Exercise task 1: Rewrite the rows of bounding box data from the line that has "Identify the swamp vegetation above." through the last row, changing "distant tree" to "far-off tree" and leaving everything else unchanged.

Reading text:
↓
President Eisenhower once remarked, ‘Farming looks mighty easy when your plough is a pencil, and you’re a thousand miles from the cornfield’.
As someone whose first job was on a farm, I concur with Mr Eisenhower.
This quote also encapsulates Labour’s evolving relationship with business, particularly courting investment; it looks and feels very easy when 1000 miles away in opposition, and you can blame the country’s woes on the government of the day and tell corporate leaders what they want to hear. Once you’re in the cornfield, the reality is different – as Labour will continue to discover, despite big and shiny announcements arising from yesterday’s investment summit.
Most serious Labour people realise that if they are to put their plans into practice, they need business – and, more importantly, investment. This investment, for the most part, must come from global investors, given that, unlike some of our counterparts, we make it exceptionally difficult to invest our own capital in UK assets. But there are two problems.
Firstly, the Labour leadership is being reminded that the aims of trade union leaders are not completely aligned with those of business leaders. That is not to say these two groups are completely incompatible. In Germany, for example, more pragmatic trade unions often work in partnership with businesses or at least try, recognising that they need business as much as business needs workers. The trouble is that in the UK we don’t really do sensible union leaders, with most of those paid vast sums to ‘lead’ our largest trade unions viewing their role as little more than student politicians who have spent too much time reading ‘Das Kapital’.
↑
[Excerpts of bounding box data]
↓
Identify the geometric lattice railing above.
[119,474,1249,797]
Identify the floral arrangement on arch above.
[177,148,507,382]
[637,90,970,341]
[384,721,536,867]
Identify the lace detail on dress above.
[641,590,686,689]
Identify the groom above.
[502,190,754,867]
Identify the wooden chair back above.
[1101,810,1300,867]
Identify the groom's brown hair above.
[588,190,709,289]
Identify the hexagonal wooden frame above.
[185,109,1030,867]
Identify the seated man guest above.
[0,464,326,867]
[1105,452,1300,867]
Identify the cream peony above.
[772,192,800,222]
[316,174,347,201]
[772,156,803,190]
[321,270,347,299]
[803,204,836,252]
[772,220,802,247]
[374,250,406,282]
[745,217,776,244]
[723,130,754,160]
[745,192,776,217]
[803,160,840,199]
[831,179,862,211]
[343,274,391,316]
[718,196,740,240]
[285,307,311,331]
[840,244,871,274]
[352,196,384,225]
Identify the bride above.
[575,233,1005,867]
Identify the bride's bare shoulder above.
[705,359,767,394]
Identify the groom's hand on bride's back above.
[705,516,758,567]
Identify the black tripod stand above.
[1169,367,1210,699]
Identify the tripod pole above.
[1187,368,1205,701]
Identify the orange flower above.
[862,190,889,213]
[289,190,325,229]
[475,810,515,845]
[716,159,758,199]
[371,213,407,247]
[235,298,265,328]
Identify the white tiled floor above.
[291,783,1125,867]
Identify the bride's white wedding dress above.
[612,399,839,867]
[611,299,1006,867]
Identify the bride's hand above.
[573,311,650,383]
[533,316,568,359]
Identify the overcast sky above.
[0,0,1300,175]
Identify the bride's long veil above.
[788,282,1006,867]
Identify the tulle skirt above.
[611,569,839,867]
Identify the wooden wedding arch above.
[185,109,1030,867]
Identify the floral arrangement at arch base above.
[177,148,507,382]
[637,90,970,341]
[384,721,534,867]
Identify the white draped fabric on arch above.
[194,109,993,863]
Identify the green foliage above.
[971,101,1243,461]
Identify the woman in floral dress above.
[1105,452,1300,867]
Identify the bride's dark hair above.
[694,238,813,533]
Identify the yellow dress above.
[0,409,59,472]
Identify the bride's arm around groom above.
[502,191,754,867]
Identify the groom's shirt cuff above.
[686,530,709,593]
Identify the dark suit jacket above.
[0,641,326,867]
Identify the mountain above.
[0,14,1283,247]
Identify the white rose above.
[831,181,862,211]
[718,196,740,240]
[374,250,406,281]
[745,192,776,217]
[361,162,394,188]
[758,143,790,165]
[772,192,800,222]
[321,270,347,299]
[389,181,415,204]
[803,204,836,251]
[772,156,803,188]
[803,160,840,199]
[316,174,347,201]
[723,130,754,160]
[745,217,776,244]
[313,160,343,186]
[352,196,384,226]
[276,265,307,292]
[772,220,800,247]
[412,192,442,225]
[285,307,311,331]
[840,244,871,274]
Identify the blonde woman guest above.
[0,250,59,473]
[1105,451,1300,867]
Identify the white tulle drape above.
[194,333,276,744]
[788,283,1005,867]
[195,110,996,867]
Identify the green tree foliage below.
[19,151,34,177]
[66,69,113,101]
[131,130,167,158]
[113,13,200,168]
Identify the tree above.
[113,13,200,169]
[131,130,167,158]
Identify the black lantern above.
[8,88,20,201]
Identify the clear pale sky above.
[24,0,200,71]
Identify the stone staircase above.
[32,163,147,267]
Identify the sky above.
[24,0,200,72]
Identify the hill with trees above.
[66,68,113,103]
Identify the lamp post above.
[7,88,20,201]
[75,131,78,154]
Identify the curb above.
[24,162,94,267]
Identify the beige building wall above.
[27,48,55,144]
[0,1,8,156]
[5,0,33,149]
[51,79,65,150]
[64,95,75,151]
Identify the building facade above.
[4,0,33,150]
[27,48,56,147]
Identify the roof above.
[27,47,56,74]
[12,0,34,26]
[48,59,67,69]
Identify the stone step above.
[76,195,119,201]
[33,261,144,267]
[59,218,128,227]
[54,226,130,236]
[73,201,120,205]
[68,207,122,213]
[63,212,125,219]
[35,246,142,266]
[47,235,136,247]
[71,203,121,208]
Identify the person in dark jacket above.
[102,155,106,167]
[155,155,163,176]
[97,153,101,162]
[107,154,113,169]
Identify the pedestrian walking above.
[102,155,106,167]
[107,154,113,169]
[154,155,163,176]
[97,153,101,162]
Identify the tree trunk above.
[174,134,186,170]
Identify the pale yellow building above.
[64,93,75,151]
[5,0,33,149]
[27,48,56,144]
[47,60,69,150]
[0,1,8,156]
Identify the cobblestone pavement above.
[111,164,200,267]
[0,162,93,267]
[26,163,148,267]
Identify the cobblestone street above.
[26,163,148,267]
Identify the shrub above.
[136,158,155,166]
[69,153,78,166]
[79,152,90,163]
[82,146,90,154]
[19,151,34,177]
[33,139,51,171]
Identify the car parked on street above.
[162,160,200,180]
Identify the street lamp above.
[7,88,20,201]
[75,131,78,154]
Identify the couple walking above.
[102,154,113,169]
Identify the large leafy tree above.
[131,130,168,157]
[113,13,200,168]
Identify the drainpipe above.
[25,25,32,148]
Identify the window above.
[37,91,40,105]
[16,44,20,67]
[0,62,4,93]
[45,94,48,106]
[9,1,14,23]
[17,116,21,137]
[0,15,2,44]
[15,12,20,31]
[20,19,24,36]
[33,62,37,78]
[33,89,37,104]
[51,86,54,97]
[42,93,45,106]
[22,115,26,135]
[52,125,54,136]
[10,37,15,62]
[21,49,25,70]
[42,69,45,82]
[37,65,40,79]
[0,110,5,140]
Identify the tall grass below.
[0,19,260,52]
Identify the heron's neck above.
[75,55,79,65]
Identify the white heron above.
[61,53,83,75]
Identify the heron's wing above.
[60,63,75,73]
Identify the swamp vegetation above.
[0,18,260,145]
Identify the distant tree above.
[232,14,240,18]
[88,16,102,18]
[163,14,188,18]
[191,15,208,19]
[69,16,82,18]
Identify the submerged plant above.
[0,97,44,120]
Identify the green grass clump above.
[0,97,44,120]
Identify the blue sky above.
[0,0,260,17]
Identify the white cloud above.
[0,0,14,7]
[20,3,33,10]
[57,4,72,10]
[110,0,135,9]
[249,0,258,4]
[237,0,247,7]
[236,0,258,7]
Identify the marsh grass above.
↑
Exercise task 2: Copy out the complete commentary on Labour's relationship with business with no changes.

Exercise result 1:
Identify the swamp vegetation above.
[0,18,260,145]
Identify the far-off tree above.
[232,14,240,18]
[88,16,102,18]
[163,14,188,18]
[191,15,208,19]
[69,16,82,18]
Identify the submerged plant above.
[0,97,44,120]
Identify the green grass clump above.
[0,97,44,120]
Identify the blue sky above.
[0,0,260,17]
Identify the white cloud above.
[0,0,14,7]
[20,3,33,10]
[57,4,72,10]
[110,0,135,9]
[249,0,258,4]
[237,0,247,7]
[236,0,258,7]
Identify the marsh grass above.

Exercise result 2:
President Eisenhower once remarked, ‘Farming looks mighty easy when your plough is a pencil, and you’re a thousand miles from the cornfield’.
As someone whose first job was on a farm, I concur with Mr Eisenhower.
This quote also encapsulates Labour’s evolving relationship with business, particularly courting investment; it looks and feels very easy when 1000 miles away in opposition, and you can blame the country’s woes on the government of the day and tell corporate leaders what they want to hear. Once you’re in the cornfield, the reality is different – as Labour will continue to discover, despite big and shiny announcements arising from yesterday’s investment summit.
Most serious Labour people realise that if they are to put their plans into practice, they need business – and, more importantly, investment. This investment, for the most part, must come from global investors, given that, unlike some of our counterparts, we make it exceptionally difficult to invest our own capital in UK assets. But there are two problems.
Firstly, the Labour leadership is being reminded that the aims of trade union leaders are not completely aligned with those of business leaders. That is not to say these two groups are completely incompatible. In Germany, for example, more pragmatic trade unions often work in partnership with businesses or at least try, recognising that they need business as much as business needs workers. The trouble is that in the UK we don’t really do sensible union leaders, with most of those paid vast sums to ‘lead’ our largest trade unions viewing their role as little more than student politicians who have spent too much time reading ‘Das Kapital’.